+++ Dataset

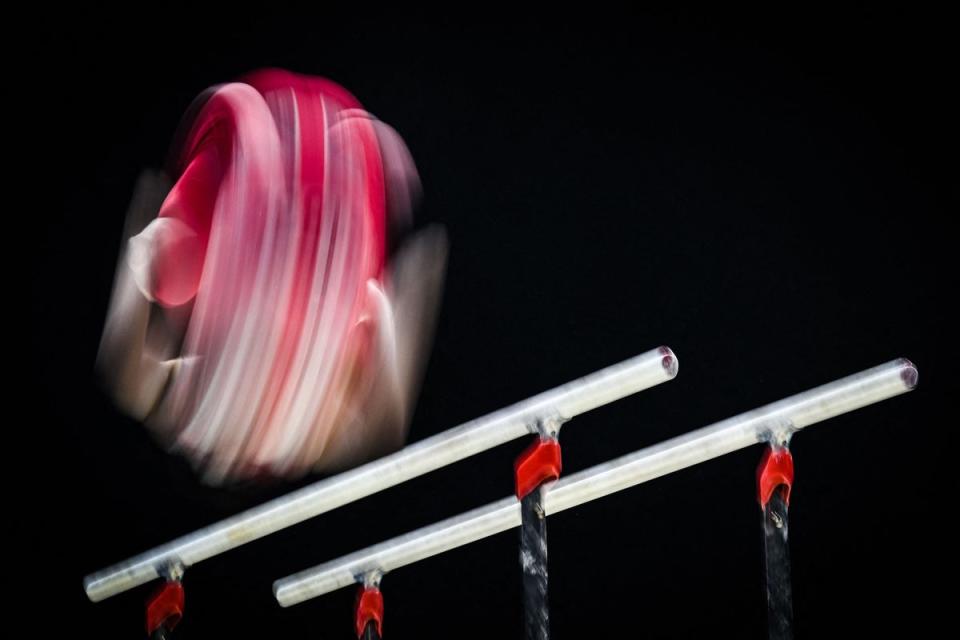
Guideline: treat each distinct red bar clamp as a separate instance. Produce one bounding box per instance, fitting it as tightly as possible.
[147,580,183,637]
[757,446,793,508]
[355,587,383,638]
[513,437,561,499]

++++++

- **Problem description**
Copy out the text of the items above verbatim, leaving out the pictures.

- **Result of the task**
Guideline: treat each distinct red bar clamp as a separate instance. Produce one bounding box per instance, fitting it as tightly as possible.
[147,580,183,637]
[757,446,793,508]
[355,587,383,638]
[513,437,561,499]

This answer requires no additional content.